- READING PASSAGE:
Pratum Blog

Social engineering and penetration testing

Hackers may be getting more credit for their technical prowess than deserved. For many hackers the true talent can be found in their ability to deceive humans. This isn’t a commendable trait, but it is an effective means of obtaining valuable information.

Some of the most successful hackers are simply in tune with the psychological affect their persuasion has on human beings. Social engineering is the process of utilizing human interaction to obtain critical and sensitive information. The understanding of social and psychological behavior can be used to manipulate people into performing actions or providing information they normally would not.

Occasionally, the success of a social engineering attack makes a technical attack unnecessary. Most often though, hackers use social engineering to enhance their attacks and increase the probability of a successful technical attack.

Social engineering is often used to complement penetration testing.

Successful social engineering methods

There are several methods for coercing people into doing what you want, but the following methods have proven most successful for hackers.

Pretexting

Generally, a series of phone calls will be conducted to solicit sensitive information from seemingly helpful employees. Types of information may include the following:

  • Names of clients, along with personal information such as account numbers, medical diagnosis, etc.
  • Login credentials for clients or internal staff
  • Other sensitive information such as vacation schedules, email addresses, internal procedures, etc.

This information is then utilized to carry out additional social engineering attacks and increase the likelihood of their success.

Email Phishing

Phishing is the process of crafting email that appear to be from a trusted source and invite the recipient to either supply confidential information or click on a malicious link.

These attacks can either target the masses, hoping to entice a small percentage of a large population, or can be targeted to a few individuals in a single organization. These targeted attacks are called Spear Phishing.

Dumpster Diving

Even though most organizations have paper disposal policies and provide shred bins for the destruction of sensitive information, much of the sensitive information in paper form still finds its way into the trash.

If not properly discarded, hackers can discover sensitive information in waste receptacles and dumpsters. Typical information that is searched for include:

  • Printed emails, expense reports, credit card receipts, etc.

- DATASET EXTRACT:
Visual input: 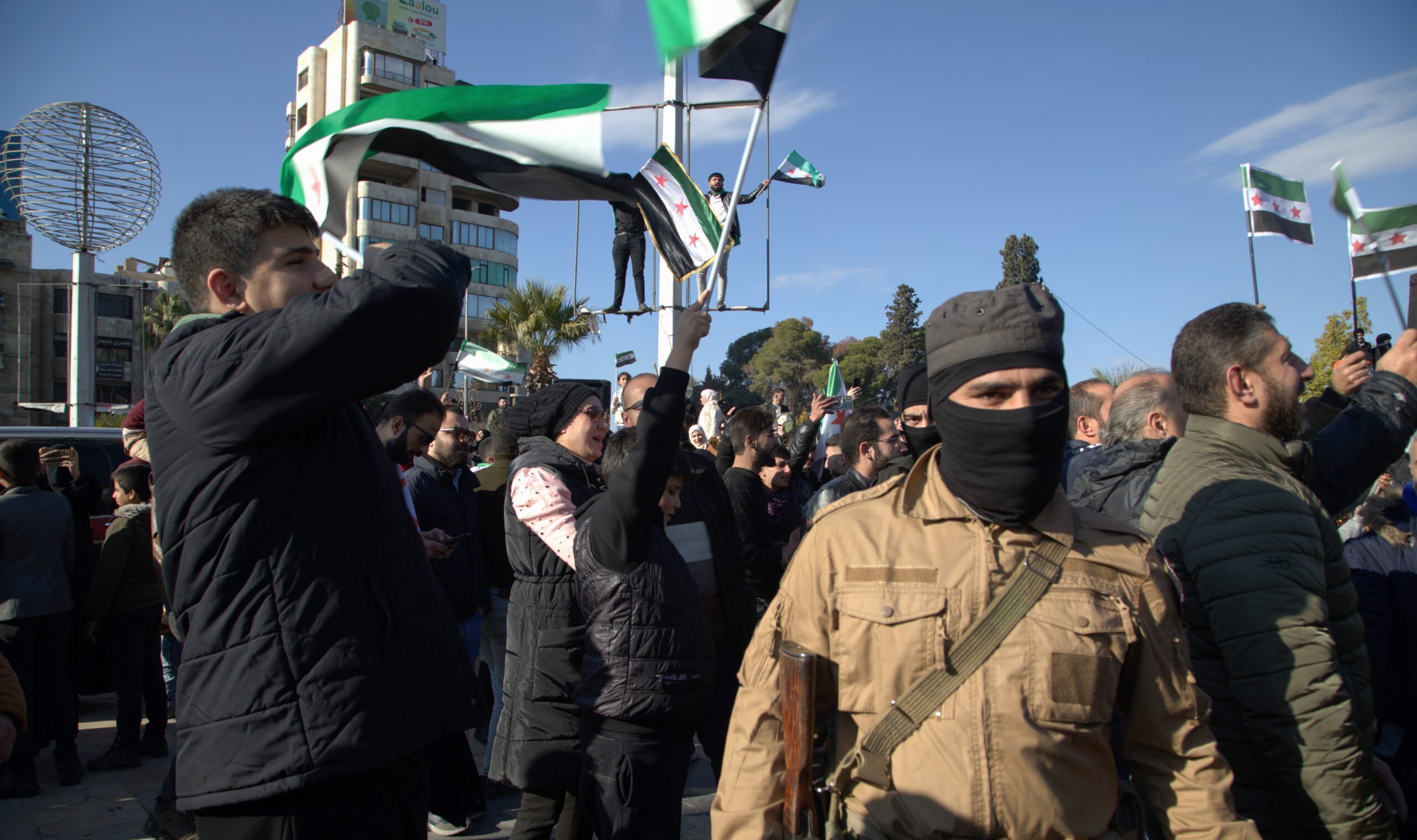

- TASK SET:
A) In the social engineering post, what are phishing attacks aimed at a few individuals in a single organization called?
B) Write out the stretch of the social engineering post from "Hackers may be" through "obtaining valuable information.".
C) Write what comes next in the social engineering post, picking up from its last line.
None of the data is needed here.

- ANSWERS:
A) Spear Phishing.

B)
Hackers may be getting more credit for their technical prowess than deserved. For many hackers the true talent can be found in their ability to deceive humans. This isn’t a commendable trait, but it is an effective means of obtaining valuable information.

C)
  • Network or application diagrams, device inventory with IP addressing, etc.
  • Calendar entries, day planners and conference room schedules
  • Notebooks, binders or other work papers containing sensitive information
  • Handwritten notes, sticky notes, etc.

Facility Access

Physical security is the crux of many information security programs. Many organizations rely on a hard exterior “wall” that protects the internal workings of their business. However, many physical and logical controls are weakened or completely ignored in an attempt to foster an efficient work environment. As technical attacks are becoming less successful, hackers are turning to physical attacks. It is important to understand the risks of unauthorized individuals gaining access to physical workplaces.

Methods used during facility access:

  • Piggy backing: A hacker’s method of entering a facility with a group of employees or maintenance workers
  • Identifying unsecure areas: Hackers search for loading docks, maintenance entrances, designated smoking areas or other locations that may not be well secured.

What should we do about it?

Social engineering attacks are on the rise. Employees are being faced with attacks on a daily basis. By understanding how employees respond to these attacks, organizations are able to develop additional training programs and controls to deal with this ever changing threat.

Awareness and training are key in developing a security culture within an organization. Once training has been performed, social engineering testing may commence. Only then will organizations recognize their employees’ understanding of social engineering threats. Once threats are understood, organizations can begin to improve training programs.